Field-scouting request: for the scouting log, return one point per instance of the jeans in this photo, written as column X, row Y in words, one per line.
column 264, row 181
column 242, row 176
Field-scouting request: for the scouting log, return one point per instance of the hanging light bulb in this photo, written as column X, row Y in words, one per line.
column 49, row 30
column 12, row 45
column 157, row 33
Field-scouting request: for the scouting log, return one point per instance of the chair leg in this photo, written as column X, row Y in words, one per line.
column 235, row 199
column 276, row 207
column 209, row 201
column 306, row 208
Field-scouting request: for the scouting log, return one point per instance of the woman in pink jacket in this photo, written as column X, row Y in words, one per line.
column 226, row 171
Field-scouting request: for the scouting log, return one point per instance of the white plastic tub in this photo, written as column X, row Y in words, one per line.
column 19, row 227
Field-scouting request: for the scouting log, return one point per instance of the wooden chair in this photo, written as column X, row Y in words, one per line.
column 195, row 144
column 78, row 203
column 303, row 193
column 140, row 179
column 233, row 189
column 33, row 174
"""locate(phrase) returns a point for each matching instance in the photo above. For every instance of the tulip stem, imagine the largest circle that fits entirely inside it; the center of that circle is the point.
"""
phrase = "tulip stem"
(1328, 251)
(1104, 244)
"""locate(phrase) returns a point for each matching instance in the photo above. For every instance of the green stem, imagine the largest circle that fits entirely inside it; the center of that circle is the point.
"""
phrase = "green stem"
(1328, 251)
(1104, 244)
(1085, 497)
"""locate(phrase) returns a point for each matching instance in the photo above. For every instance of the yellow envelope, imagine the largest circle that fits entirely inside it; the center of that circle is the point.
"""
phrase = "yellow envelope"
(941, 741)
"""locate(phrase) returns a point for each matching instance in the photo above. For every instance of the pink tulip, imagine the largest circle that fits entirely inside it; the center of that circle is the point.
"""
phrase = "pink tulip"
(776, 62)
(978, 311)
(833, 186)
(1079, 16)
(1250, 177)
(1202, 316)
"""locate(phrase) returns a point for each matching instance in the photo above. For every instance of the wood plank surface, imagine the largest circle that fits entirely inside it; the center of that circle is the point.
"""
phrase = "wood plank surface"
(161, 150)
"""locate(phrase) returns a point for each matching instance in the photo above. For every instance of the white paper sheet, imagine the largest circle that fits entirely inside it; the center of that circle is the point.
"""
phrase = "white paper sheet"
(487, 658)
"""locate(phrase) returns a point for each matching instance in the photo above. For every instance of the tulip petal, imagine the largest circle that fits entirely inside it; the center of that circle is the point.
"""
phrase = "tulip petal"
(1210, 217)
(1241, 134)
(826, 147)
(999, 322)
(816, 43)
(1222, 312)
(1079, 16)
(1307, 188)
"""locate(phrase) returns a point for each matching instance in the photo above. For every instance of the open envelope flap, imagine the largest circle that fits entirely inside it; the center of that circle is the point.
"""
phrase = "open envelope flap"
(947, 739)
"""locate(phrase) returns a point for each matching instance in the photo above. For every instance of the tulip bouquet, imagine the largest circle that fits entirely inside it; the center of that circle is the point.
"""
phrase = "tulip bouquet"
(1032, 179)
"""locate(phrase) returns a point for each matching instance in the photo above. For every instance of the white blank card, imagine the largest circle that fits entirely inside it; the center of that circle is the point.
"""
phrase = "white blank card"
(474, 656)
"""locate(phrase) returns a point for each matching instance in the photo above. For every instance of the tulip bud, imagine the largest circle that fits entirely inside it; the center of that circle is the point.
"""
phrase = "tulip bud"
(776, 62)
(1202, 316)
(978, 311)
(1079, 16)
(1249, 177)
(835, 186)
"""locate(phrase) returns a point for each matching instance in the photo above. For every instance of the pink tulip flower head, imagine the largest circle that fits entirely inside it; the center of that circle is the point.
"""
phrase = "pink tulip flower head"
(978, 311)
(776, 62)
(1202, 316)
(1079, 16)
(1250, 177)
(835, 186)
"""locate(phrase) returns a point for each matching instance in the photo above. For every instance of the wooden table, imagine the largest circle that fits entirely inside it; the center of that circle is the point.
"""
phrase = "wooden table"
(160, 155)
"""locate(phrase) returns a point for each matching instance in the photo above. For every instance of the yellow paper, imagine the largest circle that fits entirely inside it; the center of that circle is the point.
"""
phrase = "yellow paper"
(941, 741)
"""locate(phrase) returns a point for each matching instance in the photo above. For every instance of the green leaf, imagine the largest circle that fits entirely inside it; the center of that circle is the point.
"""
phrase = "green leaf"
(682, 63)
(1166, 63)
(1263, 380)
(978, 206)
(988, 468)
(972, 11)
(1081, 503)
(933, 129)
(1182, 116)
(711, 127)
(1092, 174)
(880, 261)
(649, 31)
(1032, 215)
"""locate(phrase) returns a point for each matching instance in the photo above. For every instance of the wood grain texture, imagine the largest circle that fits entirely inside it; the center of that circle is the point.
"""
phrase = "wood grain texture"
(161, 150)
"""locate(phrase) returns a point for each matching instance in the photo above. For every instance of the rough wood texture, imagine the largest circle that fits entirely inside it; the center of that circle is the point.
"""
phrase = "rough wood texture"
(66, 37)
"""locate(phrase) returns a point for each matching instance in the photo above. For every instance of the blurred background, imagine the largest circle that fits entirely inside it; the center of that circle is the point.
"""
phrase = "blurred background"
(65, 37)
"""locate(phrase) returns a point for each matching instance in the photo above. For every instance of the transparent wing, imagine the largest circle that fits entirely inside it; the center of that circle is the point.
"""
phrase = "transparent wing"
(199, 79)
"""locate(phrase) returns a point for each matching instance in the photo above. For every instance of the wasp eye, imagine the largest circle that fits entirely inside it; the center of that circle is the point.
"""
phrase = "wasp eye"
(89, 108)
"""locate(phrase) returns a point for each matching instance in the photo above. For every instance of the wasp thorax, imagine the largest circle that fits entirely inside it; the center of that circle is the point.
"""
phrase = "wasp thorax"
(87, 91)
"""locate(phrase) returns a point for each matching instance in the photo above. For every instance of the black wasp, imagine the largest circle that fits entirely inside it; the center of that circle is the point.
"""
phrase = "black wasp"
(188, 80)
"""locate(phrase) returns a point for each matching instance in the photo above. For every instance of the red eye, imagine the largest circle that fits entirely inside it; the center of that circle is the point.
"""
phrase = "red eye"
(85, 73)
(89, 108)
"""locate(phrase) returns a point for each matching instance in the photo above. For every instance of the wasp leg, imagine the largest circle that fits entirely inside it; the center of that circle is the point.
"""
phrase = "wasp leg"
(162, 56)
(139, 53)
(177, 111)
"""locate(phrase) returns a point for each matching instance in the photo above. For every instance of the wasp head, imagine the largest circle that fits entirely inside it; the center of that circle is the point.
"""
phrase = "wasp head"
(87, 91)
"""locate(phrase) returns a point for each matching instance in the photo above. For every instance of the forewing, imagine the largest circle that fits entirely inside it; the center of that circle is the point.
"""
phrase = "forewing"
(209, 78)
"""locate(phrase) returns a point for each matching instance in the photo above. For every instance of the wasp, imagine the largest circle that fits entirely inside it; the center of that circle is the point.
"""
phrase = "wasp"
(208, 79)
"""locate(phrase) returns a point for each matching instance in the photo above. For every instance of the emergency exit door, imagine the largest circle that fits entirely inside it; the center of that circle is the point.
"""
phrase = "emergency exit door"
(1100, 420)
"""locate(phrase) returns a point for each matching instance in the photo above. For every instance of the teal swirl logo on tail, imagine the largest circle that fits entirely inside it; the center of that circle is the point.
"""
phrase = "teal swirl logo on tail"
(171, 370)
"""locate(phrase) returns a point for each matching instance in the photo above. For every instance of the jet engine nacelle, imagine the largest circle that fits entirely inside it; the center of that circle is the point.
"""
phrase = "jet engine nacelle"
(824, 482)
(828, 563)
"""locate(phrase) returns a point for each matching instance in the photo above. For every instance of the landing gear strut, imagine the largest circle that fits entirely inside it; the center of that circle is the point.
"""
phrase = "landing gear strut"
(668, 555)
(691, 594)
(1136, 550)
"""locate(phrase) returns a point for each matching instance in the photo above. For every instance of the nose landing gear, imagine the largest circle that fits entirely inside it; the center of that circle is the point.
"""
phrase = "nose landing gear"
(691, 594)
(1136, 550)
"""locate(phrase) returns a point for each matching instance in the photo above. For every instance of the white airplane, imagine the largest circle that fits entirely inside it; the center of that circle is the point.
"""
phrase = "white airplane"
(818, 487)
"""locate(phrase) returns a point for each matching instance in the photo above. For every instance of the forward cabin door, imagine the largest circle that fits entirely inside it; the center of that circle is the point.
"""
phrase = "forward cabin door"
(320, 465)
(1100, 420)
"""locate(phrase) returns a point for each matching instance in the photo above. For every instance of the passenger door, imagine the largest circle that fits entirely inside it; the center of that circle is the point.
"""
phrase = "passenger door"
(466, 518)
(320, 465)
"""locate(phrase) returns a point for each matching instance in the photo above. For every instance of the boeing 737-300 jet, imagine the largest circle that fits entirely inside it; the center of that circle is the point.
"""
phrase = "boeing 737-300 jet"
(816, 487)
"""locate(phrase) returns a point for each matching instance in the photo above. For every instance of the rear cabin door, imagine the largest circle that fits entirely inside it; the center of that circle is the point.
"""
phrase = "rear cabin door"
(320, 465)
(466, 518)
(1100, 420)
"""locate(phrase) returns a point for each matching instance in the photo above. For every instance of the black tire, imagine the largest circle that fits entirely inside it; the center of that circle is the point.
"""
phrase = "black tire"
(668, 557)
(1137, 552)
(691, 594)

_ _ _ _ _ _ _

Starting at the line of the data above that contains "black tire, imagine", copy out every line through the final line of the data, word for word and unchanged.

"""locate(phrase) returns a point for each matching instance in the photo above. For every instance of the black tire, imagine the largest circle that fits entirely inside it; the center of that circle is the point.
"""
phrase = "black tire"
(668, 557)
(1137, 552)
(691, 594)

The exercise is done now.